### 文本段落
POJ1703 Find them, Catch them【种类并查集】

Find them, Catch them

Time Limit: 1000MS   Memory Limit: 10000K
Total Submissions: 54120   Accepted: 16572

Description

The police office in Tadu City decides to say ends to the chaos, as launch actions to root up the TWO gangs in the city, Gang Dragon and Gang Snake. However, the police first needs to identify which gang a criminal belongs to. The present question is, given two criminals; do they belong to a same clan? You must give your judgment based on incomplete information. (Since the gangsters are always acting secretly.) 

Assume N (N <= 10^5) criminals are currently in Tadu City, numbered from 1 to N. And of course, at least one of them belongs to Gang Dragon, and the same for Gang Snake. You will be given M (M <= 10^5) messages in sequence, which are in the following two kinds: 

1. D [a] [b] 
where [a] and [b] are the numbers of two criminals, and they belong to different gangs. 

2. A [a] [b] 
where [a] and [b] are the numbers of two criminals. This requires you to decide whether a and b belong to a same gang. 

Input

The first line of the input contains a single integer T (1 <= T <= 20), the number of test cases. Then T cases follow. Each test case begins with a line with two integers N and M, followed by M lines each containing one message as described above.

Output

For each message "A [a] [b]" in each case, your program should give the judgment based on the information got before. The answers might be one of "In the same gang.", "In different gangs." and "Not sure yet."

Sample Input

1
5 5
A 1 2
D 1 2
A 1 2
D 2 4
A 1 4

Sample Output

Not sure yet.
In different gangs.
In the same gang.

### 参考材料
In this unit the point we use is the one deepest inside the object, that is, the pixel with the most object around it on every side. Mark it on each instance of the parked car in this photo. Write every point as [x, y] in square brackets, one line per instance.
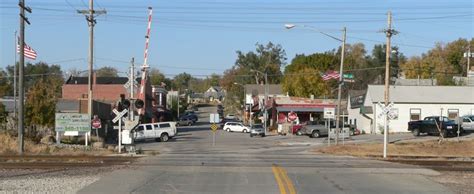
[190, 116]
[193, 108]
[184, 122]
[468, 123]
[316, 129]
[236, 126]
[162, 131]
[225, 120]
[430, 125]
[257, 130]
[230, 116]
[296, 129]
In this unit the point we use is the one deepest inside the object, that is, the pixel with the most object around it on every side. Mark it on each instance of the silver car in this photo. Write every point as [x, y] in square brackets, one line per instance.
[257, 130]
[468, 123]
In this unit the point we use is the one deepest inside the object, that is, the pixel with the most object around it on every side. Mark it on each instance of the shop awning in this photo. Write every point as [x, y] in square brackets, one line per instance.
[300, 109]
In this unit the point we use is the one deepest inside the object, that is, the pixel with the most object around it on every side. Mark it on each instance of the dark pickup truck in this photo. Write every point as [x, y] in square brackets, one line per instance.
[430, 125]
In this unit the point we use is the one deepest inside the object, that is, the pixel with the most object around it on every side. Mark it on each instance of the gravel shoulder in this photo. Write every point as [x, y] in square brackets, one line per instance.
[50, 180]
[459, 182]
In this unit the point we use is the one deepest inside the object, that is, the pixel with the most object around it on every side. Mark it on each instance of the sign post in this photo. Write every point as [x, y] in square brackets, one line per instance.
[328, 115]
[388, 112]
[118, 117]
[72, 124]
[213, 119]
[214, 129]
[96, 124]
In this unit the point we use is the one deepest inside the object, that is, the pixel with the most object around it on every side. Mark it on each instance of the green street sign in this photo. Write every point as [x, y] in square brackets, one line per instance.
[348, 76]
[72, 122]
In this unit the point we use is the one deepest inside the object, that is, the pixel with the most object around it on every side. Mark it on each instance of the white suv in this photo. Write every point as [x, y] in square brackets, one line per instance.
[236, 126]
[162, 131]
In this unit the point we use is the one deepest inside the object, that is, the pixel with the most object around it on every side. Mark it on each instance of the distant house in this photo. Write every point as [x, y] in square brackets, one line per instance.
[214, 94]
[106, 92]
[410, 103]
[416, 82]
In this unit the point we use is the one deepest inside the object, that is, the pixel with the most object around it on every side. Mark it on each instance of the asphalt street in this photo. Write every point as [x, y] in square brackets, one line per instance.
[237, 163]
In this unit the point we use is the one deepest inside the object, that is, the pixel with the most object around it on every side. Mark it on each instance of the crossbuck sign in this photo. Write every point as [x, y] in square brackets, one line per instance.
[119, 119]
[119, 114]
[387, 110]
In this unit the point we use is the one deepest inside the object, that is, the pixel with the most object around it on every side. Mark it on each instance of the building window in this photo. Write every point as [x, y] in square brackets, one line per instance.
[394, 114]
[415, 114]
[453, 114]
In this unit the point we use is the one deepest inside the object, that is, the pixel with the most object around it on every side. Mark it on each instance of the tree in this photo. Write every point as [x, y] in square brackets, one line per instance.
[3, 88]
[156, 77]
[76, 72]
[3, 115]
[441, 62]
[107, 71]
[303, 76]
[214, 80]
[269, 58]
[304, 82]
[41, 103]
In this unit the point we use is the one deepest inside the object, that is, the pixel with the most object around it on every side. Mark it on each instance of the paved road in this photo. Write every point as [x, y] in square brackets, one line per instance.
[240, 164]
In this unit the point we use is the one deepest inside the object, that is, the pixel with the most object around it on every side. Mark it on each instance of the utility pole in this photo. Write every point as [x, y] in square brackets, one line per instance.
[389, 33]
[265, 117]
[21, 94]
[14, 80]
[91, 22]
[341, 81]
[469, 55]
[132, 88]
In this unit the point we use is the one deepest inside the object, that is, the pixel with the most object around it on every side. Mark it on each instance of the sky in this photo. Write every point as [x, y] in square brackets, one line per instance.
[201, 37]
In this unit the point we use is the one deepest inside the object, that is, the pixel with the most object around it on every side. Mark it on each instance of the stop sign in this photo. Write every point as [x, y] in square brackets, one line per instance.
[292, 116]
[96, 124]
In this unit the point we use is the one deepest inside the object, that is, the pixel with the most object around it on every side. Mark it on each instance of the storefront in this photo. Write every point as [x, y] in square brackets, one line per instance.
[306, 109]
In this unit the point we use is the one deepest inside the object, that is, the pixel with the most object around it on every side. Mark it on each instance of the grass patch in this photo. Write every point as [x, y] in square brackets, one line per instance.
[427, 148]
[9, 146]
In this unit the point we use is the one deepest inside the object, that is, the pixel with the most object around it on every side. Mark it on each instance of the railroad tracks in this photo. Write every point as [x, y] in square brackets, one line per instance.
[49, 162]
[440, 165]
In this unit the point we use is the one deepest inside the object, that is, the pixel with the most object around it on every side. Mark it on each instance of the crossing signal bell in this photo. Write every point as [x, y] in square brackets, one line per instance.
[139, 103]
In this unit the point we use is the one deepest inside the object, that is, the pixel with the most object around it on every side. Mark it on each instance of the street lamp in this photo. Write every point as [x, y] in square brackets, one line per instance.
[341, 68]
[242, 102]
[265, 99]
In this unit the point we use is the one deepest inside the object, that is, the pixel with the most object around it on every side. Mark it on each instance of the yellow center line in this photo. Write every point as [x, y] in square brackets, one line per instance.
[284, 182]
[278, 179]
[287, 179]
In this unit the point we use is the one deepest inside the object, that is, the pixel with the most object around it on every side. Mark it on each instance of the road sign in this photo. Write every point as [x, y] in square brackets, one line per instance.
[348, 76]
[214, 127]
[214, 118]
[118, 114]
[329, 113]
[96, 123]
[72, 122]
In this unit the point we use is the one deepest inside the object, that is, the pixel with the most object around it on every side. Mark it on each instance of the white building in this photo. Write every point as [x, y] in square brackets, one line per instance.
[410, 103]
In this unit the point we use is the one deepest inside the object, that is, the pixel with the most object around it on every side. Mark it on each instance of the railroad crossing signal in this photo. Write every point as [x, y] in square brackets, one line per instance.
[119, 114]
[214, 127]
[387, 110]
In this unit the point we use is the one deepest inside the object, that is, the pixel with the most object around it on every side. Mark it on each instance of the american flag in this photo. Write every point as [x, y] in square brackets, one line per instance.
[29, 52]
[330, 75]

### 任务说明
文本段落规定，程序对每条“A [a] [b]”消息要给出判断结果。请列出所有可能的结果。 这些记录与文本段落没有关系。

### 最终答案
In the same gang.
In different gangs.
Not sure yet.